** START OF Given information **
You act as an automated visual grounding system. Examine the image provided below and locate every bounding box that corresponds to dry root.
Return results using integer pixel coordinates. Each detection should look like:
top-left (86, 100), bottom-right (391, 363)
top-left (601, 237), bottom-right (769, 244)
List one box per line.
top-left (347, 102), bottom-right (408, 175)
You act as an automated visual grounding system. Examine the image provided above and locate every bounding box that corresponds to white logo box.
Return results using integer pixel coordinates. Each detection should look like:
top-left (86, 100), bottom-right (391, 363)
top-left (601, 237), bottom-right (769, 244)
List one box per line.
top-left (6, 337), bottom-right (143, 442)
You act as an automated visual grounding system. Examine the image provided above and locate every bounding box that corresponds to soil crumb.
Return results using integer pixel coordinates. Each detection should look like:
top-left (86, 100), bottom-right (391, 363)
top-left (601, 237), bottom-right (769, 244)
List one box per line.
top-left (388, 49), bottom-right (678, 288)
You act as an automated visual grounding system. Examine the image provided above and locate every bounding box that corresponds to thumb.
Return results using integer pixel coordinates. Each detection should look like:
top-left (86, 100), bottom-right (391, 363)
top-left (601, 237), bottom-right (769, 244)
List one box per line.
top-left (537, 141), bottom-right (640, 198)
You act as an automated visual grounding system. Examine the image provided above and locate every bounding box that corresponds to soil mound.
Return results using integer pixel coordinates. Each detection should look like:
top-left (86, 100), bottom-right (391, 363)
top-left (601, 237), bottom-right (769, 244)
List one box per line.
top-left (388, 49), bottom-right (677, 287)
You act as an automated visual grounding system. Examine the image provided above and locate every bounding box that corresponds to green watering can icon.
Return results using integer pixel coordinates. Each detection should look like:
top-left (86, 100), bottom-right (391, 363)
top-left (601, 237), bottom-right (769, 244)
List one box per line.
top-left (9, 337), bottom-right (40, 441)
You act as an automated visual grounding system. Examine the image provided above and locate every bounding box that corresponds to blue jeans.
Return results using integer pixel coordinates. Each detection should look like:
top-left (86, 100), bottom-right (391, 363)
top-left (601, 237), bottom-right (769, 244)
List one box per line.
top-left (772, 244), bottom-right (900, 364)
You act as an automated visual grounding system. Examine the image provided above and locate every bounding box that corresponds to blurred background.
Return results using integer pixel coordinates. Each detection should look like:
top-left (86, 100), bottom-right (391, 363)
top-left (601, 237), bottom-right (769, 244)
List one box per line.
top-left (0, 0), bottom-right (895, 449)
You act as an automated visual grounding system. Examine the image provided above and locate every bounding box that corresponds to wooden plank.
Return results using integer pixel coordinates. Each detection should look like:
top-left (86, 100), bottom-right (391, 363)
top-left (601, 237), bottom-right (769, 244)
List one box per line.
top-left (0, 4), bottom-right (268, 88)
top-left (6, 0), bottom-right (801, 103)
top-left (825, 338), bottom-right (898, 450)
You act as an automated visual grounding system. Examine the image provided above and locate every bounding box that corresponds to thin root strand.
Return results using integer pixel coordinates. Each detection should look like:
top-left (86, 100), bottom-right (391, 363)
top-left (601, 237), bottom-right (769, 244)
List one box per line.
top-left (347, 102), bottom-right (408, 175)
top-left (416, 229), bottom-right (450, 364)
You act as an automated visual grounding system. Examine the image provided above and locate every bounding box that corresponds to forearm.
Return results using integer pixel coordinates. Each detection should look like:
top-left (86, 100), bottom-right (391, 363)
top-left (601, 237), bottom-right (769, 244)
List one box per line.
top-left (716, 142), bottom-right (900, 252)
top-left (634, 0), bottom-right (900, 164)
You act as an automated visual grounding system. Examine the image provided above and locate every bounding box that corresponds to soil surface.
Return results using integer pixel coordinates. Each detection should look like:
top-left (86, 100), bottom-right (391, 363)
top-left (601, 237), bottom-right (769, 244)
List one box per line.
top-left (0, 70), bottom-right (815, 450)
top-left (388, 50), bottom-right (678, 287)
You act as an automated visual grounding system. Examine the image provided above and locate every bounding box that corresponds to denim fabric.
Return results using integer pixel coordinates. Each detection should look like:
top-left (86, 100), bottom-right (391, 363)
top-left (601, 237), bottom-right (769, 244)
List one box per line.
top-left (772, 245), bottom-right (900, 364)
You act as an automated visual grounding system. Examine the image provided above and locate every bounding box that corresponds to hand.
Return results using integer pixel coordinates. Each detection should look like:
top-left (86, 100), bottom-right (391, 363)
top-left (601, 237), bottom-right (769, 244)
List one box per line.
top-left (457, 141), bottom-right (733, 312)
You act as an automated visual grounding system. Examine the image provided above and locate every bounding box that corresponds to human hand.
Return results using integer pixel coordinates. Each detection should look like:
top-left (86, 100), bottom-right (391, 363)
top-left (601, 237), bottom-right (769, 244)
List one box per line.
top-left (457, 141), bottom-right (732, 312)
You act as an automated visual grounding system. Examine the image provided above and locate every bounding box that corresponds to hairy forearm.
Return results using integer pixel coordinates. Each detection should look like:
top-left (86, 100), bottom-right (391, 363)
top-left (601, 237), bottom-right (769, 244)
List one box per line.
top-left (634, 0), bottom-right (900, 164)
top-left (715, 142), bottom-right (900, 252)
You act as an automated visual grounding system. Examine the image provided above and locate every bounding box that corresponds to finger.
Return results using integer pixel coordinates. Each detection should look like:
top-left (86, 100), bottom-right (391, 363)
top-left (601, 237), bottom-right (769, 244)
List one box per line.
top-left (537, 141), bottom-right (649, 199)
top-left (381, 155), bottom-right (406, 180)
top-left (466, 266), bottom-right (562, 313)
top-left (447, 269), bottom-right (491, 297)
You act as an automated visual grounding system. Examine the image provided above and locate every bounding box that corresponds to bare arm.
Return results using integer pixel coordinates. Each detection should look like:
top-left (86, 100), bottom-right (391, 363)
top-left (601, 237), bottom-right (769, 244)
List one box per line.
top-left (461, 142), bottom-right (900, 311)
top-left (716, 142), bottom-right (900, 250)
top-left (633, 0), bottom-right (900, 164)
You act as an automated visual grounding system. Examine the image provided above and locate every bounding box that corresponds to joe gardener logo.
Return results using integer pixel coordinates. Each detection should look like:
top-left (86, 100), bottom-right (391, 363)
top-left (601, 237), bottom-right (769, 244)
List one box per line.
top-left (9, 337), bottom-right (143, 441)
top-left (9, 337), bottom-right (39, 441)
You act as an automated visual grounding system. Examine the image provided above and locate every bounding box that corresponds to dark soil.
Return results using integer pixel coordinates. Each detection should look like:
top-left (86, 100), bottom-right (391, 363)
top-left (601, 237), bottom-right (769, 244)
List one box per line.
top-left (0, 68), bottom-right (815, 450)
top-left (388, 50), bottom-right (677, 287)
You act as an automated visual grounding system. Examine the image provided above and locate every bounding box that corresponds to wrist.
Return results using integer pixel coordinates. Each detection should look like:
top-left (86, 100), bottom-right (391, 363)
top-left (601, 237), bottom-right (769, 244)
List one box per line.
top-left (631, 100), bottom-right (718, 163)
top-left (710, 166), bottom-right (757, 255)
** END OF Given information **
### Direction
Rescale these lines, from the line with "to soil surface." to the line with "top-left (457, 141), bottom-right (733, 312)", both included, and write them all out again, requests too. Multiply every box coordinate in the answers by 1.25 and round to whole numbers, halves up.

### Full solution
You act as an automated visual grounding system. Examine the image provided above and locate every bounding box that corresponds to soil surface.
Return results using integer pixel coordinates. Each detection should look like:
top-left (86, 100), bottom-right (391, 363)
top-left (601, 237), bottom-right (769, 244)
List one box per line.
top-left (0, 88), bottom-right (1019, 563)
top-left (485, 63), bottom-right (848, 359)
You act as an automated visual grounding system. Examine the image provided above and locate every bounding box that corresponds to denim fabric.
Return results using integer pixel coordinates. Each detection should look like:
top-left (86, 100), bottom-right (391, 363)
top-left (601, 237), bottom-right (769, 244)
List one box per line.
top-left (965, 306), bottom-right (1125, 455)
You act as an automated visual grounding system. Examine the image provided above and locate every bounding box that corresponds to hand.
Return results using integer pixel coordinates. Each detection should look like:
top-left (86, 100), bottom-right (391, 363)
top-left (601, 237), bottom-right (769, 244)
List one box per line.
top-left (571, 176), bottom-right (916, 390)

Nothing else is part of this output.